Verilen görev → Aşağıdaki listede "Q: Locate the dog's tail" ifadesini içeren satırdan "[152, 8, 168, 35]" ifadesini içeren satıra kadar, bu iki satır da dahil olmak üzere, tüm satırları hiçbir değişiklik yapmadan aynen yazın.

======== Kullanılacak veriler

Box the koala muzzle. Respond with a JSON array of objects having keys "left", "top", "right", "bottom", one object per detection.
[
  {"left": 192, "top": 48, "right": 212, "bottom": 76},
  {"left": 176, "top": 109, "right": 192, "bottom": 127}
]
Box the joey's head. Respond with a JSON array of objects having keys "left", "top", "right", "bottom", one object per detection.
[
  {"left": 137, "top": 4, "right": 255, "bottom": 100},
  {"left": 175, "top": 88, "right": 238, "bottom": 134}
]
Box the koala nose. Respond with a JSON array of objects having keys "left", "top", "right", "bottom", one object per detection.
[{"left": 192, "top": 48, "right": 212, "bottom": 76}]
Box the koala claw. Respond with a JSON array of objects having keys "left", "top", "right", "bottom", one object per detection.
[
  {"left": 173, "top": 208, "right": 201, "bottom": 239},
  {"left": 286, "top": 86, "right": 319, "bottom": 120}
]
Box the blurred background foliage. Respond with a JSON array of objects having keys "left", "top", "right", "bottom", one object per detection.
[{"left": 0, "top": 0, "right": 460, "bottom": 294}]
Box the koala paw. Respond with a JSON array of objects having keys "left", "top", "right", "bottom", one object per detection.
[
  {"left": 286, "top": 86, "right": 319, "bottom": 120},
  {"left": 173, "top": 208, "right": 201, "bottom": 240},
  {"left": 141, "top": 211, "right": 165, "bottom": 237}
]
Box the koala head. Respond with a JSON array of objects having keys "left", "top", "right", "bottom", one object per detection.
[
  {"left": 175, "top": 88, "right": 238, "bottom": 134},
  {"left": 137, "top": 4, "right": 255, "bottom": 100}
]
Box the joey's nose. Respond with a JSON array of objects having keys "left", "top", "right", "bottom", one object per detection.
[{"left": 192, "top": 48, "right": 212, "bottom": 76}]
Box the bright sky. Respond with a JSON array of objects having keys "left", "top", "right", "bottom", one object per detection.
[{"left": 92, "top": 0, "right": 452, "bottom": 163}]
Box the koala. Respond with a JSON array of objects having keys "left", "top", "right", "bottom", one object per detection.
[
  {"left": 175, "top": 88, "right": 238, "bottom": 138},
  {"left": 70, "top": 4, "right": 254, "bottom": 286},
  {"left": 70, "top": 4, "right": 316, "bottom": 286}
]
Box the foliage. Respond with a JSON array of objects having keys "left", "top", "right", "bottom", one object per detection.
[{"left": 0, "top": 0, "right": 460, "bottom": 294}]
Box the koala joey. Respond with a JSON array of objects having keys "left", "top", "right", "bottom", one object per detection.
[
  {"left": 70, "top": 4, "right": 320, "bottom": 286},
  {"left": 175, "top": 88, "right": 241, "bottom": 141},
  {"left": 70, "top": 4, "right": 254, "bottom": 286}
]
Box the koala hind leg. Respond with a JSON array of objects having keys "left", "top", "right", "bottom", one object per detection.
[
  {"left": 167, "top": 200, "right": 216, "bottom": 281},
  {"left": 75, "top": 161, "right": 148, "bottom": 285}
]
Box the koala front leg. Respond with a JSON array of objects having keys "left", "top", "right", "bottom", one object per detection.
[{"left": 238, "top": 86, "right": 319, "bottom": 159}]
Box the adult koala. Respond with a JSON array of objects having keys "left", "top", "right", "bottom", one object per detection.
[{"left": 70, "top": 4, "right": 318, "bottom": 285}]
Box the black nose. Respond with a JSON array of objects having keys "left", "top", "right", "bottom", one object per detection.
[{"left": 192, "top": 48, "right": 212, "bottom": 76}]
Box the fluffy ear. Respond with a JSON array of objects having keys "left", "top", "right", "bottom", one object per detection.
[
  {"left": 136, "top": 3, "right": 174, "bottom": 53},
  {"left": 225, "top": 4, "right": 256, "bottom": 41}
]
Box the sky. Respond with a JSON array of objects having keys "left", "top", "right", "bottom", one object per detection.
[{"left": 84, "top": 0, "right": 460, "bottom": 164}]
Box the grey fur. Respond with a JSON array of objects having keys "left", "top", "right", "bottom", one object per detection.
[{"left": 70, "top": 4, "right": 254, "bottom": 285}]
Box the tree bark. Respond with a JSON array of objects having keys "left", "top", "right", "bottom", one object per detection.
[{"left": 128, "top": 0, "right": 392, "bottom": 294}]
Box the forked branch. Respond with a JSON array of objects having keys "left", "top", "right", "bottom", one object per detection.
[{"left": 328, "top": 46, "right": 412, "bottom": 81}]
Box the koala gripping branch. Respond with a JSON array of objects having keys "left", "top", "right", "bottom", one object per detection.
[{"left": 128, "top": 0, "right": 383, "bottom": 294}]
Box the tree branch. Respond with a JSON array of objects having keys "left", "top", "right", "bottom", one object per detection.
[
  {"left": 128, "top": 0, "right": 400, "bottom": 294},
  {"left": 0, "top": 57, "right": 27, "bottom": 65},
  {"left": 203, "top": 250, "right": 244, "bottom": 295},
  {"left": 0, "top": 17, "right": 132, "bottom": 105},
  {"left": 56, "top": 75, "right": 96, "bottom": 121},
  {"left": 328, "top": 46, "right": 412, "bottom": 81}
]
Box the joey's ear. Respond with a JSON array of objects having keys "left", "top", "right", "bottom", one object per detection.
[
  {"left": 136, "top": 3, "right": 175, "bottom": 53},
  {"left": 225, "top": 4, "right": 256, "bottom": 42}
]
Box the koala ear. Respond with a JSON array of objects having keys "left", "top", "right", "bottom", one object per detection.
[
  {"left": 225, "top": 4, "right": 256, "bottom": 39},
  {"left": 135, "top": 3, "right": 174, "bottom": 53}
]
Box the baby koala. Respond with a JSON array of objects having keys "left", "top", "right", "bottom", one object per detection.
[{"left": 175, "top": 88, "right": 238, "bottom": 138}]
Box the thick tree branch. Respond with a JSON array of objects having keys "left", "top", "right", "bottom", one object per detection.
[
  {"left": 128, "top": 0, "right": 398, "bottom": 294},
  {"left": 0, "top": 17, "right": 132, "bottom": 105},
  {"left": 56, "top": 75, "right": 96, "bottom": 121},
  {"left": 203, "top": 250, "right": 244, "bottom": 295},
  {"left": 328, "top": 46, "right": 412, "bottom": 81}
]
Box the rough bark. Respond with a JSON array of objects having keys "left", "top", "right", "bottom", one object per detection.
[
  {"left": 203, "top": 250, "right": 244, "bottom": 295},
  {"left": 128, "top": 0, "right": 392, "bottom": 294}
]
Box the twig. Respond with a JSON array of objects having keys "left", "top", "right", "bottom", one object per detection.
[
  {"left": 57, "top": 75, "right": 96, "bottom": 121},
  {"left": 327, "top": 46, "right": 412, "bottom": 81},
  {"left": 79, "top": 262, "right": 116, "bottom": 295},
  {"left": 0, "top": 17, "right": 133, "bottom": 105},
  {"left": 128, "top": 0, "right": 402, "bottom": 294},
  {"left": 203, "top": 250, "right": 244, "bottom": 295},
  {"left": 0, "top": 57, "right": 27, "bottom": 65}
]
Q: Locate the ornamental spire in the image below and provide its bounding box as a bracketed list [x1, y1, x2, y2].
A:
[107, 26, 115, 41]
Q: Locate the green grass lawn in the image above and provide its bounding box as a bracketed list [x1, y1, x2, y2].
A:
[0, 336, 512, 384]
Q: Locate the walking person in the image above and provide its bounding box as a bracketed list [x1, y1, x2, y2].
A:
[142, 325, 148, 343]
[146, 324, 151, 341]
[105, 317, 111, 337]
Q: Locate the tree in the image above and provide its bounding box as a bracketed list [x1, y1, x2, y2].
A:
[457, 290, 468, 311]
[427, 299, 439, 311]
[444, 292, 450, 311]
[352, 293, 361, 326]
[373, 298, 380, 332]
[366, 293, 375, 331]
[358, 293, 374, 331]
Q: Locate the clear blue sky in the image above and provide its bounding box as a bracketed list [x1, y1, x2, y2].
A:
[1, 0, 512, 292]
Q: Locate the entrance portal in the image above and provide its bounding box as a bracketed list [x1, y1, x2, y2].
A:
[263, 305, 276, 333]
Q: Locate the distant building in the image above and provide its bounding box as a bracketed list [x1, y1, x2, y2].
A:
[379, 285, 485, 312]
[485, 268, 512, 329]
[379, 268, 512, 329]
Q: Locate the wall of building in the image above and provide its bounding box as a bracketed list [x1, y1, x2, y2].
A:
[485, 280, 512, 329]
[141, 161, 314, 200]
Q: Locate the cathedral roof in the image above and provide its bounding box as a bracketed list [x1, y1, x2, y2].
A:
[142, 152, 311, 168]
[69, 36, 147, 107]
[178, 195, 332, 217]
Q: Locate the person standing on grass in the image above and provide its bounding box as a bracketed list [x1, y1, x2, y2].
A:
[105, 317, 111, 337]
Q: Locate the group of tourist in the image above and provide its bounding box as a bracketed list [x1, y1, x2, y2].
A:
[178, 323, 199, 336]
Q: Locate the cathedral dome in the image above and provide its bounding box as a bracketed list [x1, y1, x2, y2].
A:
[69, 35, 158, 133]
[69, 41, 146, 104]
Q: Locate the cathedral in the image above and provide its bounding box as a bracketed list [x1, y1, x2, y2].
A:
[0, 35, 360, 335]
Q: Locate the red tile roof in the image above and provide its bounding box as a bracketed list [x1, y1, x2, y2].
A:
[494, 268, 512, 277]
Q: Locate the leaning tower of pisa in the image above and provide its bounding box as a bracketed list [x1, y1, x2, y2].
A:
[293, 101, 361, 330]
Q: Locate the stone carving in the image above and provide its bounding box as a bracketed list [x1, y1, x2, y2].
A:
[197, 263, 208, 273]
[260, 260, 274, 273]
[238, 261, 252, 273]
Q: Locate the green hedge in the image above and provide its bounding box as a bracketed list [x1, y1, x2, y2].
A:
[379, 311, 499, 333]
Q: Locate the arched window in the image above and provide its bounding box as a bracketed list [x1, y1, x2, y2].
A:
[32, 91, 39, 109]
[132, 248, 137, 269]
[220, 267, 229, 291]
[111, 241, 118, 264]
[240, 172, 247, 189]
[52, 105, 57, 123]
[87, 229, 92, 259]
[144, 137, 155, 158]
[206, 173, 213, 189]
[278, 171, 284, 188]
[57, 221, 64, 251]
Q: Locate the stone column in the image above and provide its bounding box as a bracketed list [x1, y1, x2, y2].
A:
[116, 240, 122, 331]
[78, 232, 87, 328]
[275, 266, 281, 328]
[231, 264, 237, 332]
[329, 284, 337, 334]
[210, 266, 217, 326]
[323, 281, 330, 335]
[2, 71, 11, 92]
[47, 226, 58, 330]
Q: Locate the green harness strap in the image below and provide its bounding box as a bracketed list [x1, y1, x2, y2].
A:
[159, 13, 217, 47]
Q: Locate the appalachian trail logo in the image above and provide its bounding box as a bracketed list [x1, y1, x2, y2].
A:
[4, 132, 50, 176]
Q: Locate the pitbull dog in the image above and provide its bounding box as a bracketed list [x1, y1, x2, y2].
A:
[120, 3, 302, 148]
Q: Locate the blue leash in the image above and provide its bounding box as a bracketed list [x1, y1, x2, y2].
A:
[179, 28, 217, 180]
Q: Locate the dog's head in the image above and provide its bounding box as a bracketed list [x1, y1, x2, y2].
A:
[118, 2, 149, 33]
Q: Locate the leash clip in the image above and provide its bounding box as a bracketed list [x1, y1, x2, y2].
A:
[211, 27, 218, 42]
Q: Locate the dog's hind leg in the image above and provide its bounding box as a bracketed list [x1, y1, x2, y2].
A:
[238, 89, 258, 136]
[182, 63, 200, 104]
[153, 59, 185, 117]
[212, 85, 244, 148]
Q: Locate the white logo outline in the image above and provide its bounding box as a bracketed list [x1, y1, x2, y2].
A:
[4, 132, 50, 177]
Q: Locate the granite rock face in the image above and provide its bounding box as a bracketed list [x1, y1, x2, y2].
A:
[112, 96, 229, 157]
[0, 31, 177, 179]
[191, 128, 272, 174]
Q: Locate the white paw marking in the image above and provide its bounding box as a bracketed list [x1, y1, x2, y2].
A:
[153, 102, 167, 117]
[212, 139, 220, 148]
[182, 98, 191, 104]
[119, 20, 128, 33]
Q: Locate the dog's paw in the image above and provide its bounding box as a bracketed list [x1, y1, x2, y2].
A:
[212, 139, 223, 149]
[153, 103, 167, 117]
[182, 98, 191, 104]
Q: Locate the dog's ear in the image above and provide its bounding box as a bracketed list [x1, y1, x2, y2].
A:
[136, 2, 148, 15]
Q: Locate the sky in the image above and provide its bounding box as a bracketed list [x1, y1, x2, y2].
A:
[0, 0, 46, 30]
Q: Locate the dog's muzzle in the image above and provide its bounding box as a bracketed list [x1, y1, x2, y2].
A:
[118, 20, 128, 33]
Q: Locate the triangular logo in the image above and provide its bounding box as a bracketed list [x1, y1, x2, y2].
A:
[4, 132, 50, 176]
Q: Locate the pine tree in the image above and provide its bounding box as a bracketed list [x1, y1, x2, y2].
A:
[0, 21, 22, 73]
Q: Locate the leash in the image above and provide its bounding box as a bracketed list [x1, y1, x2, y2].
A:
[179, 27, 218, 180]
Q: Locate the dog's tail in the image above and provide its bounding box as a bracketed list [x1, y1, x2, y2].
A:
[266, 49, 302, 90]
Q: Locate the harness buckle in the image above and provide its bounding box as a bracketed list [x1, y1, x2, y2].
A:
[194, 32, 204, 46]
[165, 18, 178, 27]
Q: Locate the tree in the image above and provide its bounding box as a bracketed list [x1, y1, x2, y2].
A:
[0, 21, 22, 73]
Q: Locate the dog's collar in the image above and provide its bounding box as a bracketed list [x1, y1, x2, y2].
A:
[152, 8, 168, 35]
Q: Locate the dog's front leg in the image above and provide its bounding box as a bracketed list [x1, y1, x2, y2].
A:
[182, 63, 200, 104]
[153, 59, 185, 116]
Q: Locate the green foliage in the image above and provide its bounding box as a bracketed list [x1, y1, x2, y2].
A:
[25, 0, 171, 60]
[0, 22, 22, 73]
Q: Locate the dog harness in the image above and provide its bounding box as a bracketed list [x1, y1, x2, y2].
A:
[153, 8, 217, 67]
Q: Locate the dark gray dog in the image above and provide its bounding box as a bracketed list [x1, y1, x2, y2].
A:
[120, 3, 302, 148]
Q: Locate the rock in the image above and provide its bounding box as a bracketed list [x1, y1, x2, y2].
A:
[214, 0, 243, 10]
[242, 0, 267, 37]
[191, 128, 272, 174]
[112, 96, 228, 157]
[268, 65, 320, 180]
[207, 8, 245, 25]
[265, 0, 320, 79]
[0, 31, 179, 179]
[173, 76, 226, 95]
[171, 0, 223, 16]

================

Göreve yanıt →
Q: Locate the dog's tail in the image above and provide its bounding box as a bracketed list [x1, y1, x2, y2].
A:
[266, 49, 302, 90]
Q: Locate the harness buckle in the image above and provide its bounding box as a bracketed list [x1, y1, x2, y2].
A:
[194, 32, 204, 46]
[165, 18, 178, 27]
Q: Locate the tree in the image above and provide its bounding box as a bracketed list [x1, y1, x2, y2].
A:
[0, 21, 22, 73]
Q: Locate the dog's collar in the image above and provide its bounding box as a bracketed list [x1, y1, x2, y2].
A:
[152, 8, 168, 35]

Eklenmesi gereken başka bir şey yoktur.